# Coupla Yinyang's



## manbuckwal (Jan 10, 2014)

@justturnin Thanks Chris !

These came from some buckeye Chris cast for me awhile back.

A Ruby Diva that's going to my mom. Blue Sierra stylus that will be part of an anniversary gift for a friend of a friend Thanks for looking !

Reactions: Like 8


----------



## SDB777 (Jan 10, 2014)

What are you 'doing' for the finish?
Nicely done!!!


Scott (should have done something today) B

Reactions: Like 1


----------



## manbuckwal (Jan 10, 2014)

Hey Scott thanks, nice to see ya back around. It's a CA finish


----------



## ironman123 (Jan 10, 2014)

I am sure they will be appreciated greatly. Great job.

Ray

Reactions: Like 1


----------



## manbuckwal (Jan 10, 2014)

ironman123 said:


> I am sure they will be appreciated greatly. Great job.
> 
> Ray


Thanks, it's hard to tell from the pic but the red resin is a cool shaped heart figure too .


----------



## NYWoodturner (Jan 11, 2014)

Nice job Tom. Those are two awesome looking blanks that you did justice to.

Reactions: Like 1


----------



## rdabpenman (Jan 11, 2014)

Great looking casting on those components.
Well done.

Les

Reactions: Like 1


----------



## DKMD (Jan 11, 2014)

Those are cool, Tom! I especially like that buckeye beauty!

Reactions: Like 1


----------

### DATA SECTION
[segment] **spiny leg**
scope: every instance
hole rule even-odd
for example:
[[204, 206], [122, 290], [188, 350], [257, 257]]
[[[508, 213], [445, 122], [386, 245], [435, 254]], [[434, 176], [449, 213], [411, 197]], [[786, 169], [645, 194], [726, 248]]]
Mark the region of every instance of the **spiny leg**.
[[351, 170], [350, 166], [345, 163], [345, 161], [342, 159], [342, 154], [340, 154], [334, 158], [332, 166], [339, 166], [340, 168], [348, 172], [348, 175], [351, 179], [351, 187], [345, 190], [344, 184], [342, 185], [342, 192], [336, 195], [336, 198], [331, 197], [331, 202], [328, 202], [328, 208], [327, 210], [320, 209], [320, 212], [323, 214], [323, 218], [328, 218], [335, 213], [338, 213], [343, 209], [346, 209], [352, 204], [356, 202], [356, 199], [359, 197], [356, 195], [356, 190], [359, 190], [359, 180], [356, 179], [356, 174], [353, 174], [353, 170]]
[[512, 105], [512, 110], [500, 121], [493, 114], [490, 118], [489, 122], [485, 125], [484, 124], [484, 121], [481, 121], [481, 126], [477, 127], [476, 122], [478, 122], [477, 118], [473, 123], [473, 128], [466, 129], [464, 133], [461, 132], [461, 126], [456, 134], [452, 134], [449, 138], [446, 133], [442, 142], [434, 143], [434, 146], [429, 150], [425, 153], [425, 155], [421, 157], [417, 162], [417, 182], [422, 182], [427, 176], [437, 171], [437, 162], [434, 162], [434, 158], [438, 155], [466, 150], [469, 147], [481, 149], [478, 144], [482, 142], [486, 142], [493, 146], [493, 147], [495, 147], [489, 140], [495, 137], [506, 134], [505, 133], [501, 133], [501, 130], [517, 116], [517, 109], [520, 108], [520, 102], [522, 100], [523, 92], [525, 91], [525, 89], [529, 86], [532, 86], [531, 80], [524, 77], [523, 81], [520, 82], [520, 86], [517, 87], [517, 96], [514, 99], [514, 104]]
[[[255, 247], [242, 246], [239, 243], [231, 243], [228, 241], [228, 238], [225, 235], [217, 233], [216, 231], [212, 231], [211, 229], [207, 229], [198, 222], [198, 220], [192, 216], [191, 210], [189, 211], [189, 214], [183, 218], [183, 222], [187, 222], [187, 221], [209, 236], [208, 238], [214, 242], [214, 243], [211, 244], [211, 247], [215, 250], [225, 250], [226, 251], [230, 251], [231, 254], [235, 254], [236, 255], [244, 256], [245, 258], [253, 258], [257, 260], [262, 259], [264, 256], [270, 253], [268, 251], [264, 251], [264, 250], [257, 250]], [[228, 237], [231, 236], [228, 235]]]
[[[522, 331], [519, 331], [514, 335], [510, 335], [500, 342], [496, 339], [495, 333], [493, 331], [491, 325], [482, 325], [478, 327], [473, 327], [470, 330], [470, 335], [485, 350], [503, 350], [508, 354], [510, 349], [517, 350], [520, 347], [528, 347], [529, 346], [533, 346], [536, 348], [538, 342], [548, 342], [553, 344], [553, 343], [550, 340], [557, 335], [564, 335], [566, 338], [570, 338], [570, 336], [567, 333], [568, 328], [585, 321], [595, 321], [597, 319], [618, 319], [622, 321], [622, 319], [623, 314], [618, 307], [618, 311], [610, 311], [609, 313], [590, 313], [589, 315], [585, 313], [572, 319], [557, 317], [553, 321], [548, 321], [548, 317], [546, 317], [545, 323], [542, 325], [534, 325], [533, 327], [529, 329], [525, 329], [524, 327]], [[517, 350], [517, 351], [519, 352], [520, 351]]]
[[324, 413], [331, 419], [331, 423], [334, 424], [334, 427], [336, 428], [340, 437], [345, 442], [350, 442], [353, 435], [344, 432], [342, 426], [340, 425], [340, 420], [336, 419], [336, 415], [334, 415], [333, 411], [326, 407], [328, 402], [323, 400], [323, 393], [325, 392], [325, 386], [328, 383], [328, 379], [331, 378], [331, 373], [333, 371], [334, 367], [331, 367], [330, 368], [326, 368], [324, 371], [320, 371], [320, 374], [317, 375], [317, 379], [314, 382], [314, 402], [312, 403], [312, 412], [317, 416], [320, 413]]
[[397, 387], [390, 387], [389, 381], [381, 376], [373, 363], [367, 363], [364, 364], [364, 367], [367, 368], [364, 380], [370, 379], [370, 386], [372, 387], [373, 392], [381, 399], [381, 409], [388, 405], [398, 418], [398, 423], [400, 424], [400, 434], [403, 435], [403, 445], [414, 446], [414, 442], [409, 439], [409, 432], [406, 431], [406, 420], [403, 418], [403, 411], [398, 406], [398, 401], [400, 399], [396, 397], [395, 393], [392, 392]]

### WRITTEN TASK 1
Can you give the woodturning thread again between "A Ruby Diva" and "for the finish?", inclusive, swapping "Ruby Diva" for "Emerald Diva"?
### WRITTEN TASK 2
Can you render the lines of the listing as a JSON list of strings, one string per line and blank lines left out, taking only those from the start of the listing through the line holding "174], [353, 170]]", inclusive?

### WRITTEN REPLY 1
A Emerald Diva that's going to my mom. Blue Sierra stylus that will be part of an anniversary gift for a friend of a friend Thanks for looking !

Reactions: Like 8


----------



## SDB777 (Jan 10, 2014)

What are you 'doing' for the finish?

### WRITTEN REPLY 2
[
  "[segment] **spiny leg**",
  "scope: every instance",
  "hole rule even-odd",
  "for example:",
  "[[204, 206], [122, 290], [188, 350], [257, 257]]",
  "[[[508, 213], [445, 122], [386, 245], [435, 254]], [[434, 176], [449, 213], [411, 197]], [[786, 169], [645, 194], [726, 248]]]",
  "Mark the region of every instance of the **spiny leg**.",
  "[[351, 170], [350, 166], [345, 163], [345, 161], [342, 159], [342, 154], [340, 154], [334, 158], [332, 166], [339, 166], [340, 168], [348, 172], [348, 175], [351, 179], [351, 187], [345, 190], [344, 184], [342, 185], [342, 192], [336, 195], [336, 198], [331, 197], [331, 202], [328, 202], [328, 208], [327, 210], [320, 209], [320, 212], [323, 214], [323, 218], [328, 218], [335, 213], [338, 213], [343, 209], [346, 209], [352, 204], [356, 202], [356, 199], [359, 197], [356, 195], [356, 190], [359, 190], [359, 180], [356, 179], [356, 174], [353, 174], [353, 170]]"
]